<<<<

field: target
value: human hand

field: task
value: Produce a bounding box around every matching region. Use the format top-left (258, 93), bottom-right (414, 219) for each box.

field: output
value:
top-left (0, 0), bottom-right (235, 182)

>>>>

▸ **Problem**: Tally the lines in the records that contain the string "right", with case counting, and reply with only the number.

▸ **Written solution**: 2